Can you edit the data from the line with "[mask] grass lawn -> every instance" through the end of the data, replacing "sample" with "example" and changing nothing else? Return only those lines, and leave the pictures out.

DATASET EXCERPTS —
--------------------------------------------------

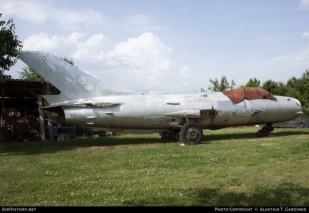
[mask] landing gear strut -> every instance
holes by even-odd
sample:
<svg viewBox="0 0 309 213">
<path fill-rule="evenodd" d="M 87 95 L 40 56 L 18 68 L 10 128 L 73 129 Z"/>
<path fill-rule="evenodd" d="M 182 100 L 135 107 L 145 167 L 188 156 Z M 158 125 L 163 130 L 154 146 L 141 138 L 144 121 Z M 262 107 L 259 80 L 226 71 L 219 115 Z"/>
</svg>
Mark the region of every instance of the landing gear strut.
<svg viewBox="0 0 309 213">
<path fill-rule="evenodd" d="M 262 129 L 257 131 L 257 132 L 253 136 L 254 137 L 263 137 L 268 136 L 270 132 L 273 131 L 273 128 L 271 126 L 265 126 L 262 127 Z"/>
</svg>

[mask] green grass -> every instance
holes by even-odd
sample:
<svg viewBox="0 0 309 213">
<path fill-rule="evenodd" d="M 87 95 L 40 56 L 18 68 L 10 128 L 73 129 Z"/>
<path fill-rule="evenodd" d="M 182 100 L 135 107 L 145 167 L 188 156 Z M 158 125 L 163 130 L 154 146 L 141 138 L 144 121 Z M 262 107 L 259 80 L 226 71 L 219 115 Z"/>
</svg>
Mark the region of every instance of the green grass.
<svg viewBox="0 0 309 213">
<path fill-rule="evenodd" d="M 0 144 L 0 206 L 308 206 L 309 130 Z"/>
</svg>

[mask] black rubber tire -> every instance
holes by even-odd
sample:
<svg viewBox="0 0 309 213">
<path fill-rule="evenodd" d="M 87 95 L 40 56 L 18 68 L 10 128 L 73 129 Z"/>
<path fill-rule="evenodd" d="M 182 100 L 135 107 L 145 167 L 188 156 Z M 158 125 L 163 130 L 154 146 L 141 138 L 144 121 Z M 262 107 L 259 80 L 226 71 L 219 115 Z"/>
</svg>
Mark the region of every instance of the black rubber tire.
<svg viewBox="0 0 309 213">
<path fill-rule="evenodd" d="M 188 122 L 180 130 L 180 140 L 189 145 L 198 144 L 203 138 L 203 130 L 201 126 L 195 122 Z"/>
<path fill-rule="evenodd" d="M 268 136 L 269 135 L 270 132 L 271 131 L 270 128 L 268 126 L 264 126 L 262 127 L 262 129 L 261 130 L 264 136 Z"/>
</svg>

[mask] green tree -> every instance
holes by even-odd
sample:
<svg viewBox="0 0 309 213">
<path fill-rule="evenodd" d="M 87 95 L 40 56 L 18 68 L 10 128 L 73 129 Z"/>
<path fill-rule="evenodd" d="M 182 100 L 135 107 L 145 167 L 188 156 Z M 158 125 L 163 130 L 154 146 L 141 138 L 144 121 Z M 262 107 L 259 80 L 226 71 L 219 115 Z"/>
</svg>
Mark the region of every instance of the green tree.
<svg viewBox="0 0 309 213">
<path fill-rule="evenodd" d="M 227 81 L 226 76 L 224 75 L 223 75 L 221 77 L 221 81 L 220 83 L 218 80 L 218 79 L 216 78 L 213 80 L 211 78 L 210 78 L 209 81 L 210 82 L 212 86 L 210 86 L 208 87 L 208 89 L 214 92 L 224 92 L 225 91 L 232 89 L 234 88 L 234 87 L 236 85 L 234 79 L 232 79 L 231 85 L 230 86 L 230 83 Z"/>
<path fill-rule="evenodd" d="M 303 106 L 309 106 L 309 68 L 306 70 L 299 78 L 293 76 L 286 83 L 287 96 L 298 100 Z"/>
<path fill-rule="evenodd" d="M 249 81 L 247 82 L 245 85 L 241 85 L 241 87 L 256 87 L 260 88 L 260 85 L 261 84 L 261 81 L 258 80 L 256 77 L 254 79 L 250 79 Z"/>
<path fill-rule="evenodd" d="M 0 13 L 0 17 L 2 13 Z M 16 63 L 17 55 L 15 51 L 20 51 L 23 47 L 21 41 L 17 39 L 15 35 L 15 25 L 13 19 L 10 19 L 6 24 L 6 22 L 0 21 L 0 82 L 3 83 L 4 79 L 11 79 L 11 75 L 4 74 L 4 71 L 8 70 Z"/>
<path fill-rule="evenodd" d="M 22 69 L 23 71 L 21 72 L 17 71 L 19 74 L 19 77 L 22 79 L 45 80 L 44 78 L 29 66 L 25 66 Z"/>
<path fill-rule="evenodd" d="M 269 79 L 262 84 L 261 88 L 269 92 L 273 95 L 286 96 L 288 89 L 286 85 L 282 81 L 275 81 Z"/>
</svg>

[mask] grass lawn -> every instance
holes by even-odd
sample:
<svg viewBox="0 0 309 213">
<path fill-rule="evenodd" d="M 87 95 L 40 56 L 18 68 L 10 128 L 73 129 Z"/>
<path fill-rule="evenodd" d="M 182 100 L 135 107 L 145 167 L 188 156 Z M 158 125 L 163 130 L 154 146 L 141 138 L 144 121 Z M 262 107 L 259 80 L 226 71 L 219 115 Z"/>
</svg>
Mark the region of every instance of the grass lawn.
<svg viewBox="0 0 309 213">
<path fill-rule="evenodd" d="M 0 206 L 309 206 L 309 129 L 0 144 Z"/>
</svg>

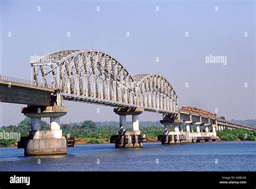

--------------------------------------------------

COMPLETE ANSWER —
[mask] grass lawn -> every instance
holes by even-odd
example:
<svg viewBox="0 0 309 213">
<path fill-rule="evenodd" d="M 87 95 L 40 56 L 18 68 L 10 128 L 73 129 Z"/>
<path fill-rule="evenodd" d="M 182 100 L 135 107 L 145 167 L 188 156 Z M 158 125 L 163 130 L 154 146 L 141 138 L 144 121 Z M 262 107 L 259 80 L 226 71 L 219 115 Z"/>
</svg>
Mark the region of every instance of the grass lawn.
<svg viewBox="0 0 309 213">
<path fill-rule="evenodd" d="M 0 206 L 309 206 L 309 129 L 0 144 Z"/>
</svg>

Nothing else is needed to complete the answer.